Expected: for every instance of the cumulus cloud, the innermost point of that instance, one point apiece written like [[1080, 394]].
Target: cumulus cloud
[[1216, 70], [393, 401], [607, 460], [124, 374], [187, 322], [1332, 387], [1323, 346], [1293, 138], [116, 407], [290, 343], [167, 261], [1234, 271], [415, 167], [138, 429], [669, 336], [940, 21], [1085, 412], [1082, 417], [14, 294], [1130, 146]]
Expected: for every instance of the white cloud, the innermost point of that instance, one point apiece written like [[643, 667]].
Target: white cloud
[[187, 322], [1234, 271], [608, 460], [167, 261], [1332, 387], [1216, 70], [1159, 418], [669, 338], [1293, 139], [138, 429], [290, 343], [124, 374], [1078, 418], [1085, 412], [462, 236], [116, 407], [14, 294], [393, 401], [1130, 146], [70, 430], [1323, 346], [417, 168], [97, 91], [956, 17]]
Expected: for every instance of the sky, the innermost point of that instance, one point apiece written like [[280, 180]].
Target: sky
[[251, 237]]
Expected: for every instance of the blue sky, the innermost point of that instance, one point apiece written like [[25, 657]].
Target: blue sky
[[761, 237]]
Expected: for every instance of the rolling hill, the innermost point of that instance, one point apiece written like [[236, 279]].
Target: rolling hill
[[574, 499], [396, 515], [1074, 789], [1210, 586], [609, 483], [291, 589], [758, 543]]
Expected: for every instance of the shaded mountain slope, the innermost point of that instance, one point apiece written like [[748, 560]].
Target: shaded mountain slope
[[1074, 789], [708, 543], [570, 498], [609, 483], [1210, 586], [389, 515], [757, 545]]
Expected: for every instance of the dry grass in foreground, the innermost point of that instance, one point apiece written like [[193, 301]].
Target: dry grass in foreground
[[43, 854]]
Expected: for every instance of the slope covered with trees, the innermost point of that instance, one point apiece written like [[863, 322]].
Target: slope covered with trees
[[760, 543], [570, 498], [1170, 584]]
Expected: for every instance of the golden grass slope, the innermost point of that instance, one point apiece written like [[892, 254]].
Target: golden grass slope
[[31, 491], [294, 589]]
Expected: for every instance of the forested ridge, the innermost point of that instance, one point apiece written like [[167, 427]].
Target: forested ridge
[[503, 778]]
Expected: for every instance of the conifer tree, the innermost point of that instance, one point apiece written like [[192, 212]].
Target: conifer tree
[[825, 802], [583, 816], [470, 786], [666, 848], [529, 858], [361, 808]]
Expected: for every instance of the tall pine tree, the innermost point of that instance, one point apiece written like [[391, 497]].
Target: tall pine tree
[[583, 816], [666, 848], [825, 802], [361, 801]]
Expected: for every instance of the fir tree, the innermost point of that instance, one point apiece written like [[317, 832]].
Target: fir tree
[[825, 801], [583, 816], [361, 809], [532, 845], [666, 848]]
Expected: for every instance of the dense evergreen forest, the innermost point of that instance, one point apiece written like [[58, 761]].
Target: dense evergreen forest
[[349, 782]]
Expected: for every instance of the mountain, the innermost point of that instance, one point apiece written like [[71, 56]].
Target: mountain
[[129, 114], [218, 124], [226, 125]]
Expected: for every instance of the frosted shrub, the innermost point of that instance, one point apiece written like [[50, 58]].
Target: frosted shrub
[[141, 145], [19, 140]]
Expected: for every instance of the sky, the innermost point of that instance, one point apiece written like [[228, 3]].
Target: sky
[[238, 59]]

☆ ☆ ☆ ☆

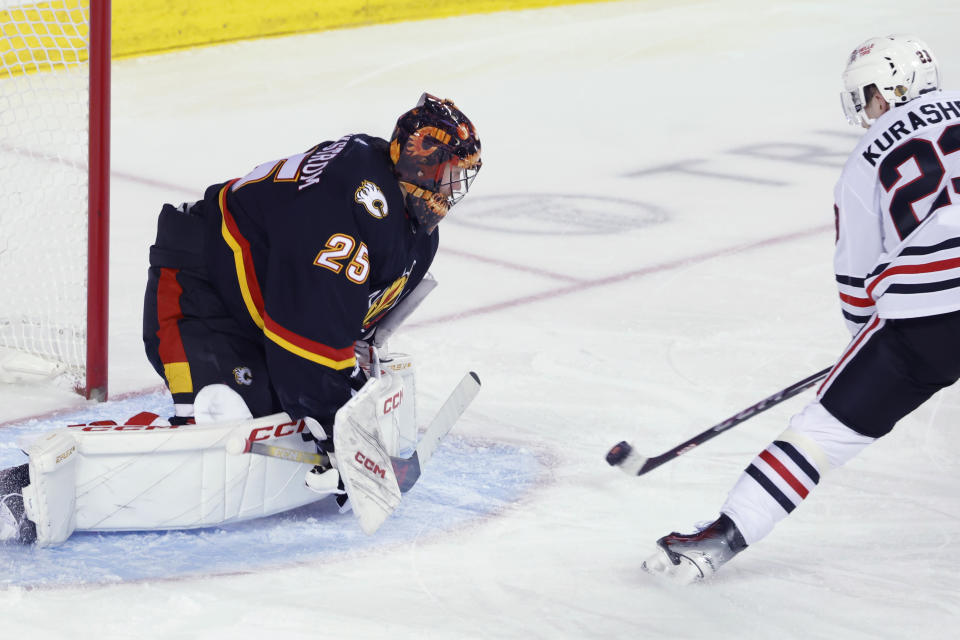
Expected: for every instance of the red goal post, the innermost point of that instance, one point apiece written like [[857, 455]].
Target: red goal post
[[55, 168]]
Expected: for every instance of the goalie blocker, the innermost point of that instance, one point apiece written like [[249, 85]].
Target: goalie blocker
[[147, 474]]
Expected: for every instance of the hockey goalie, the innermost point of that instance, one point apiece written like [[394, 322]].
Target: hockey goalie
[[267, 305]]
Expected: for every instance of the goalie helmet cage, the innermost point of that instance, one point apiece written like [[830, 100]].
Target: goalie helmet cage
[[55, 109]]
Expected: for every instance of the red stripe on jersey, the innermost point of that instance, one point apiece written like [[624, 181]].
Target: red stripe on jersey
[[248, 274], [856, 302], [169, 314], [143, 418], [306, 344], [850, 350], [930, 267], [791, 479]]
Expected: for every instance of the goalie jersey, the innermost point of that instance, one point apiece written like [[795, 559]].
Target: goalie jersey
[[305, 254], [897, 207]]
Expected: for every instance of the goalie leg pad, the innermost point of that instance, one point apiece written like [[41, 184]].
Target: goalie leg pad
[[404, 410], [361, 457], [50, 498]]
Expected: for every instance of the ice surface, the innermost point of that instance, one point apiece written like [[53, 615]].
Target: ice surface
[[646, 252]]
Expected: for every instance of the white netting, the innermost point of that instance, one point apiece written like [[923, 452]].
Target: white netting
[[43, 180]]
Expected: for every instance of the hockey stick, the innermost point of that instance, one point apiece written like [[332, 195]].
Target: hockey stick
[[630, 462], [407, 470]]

☆ ☆ ☆ ☆

-- Directions for this task --
From the line containing "Target: dry grass in foreground" down to the line containing "Expected: for every instance of the golden" in the material above, reproduce every line exactly, including the two end lines.

-- Response area --
Target: dry grass in foreground
[[43, 854]]
Expected: for every instance of the slope covered with trees, the innermost point of that instance, one point apiece written like [[863, 322]].
Target: slope covered with trees
[[760, 543], [570, 498], [1170, 584]]
Expected: for every instance of the golden grass slope, the innermost point of that instance, one point apiece written like [[892, 254]].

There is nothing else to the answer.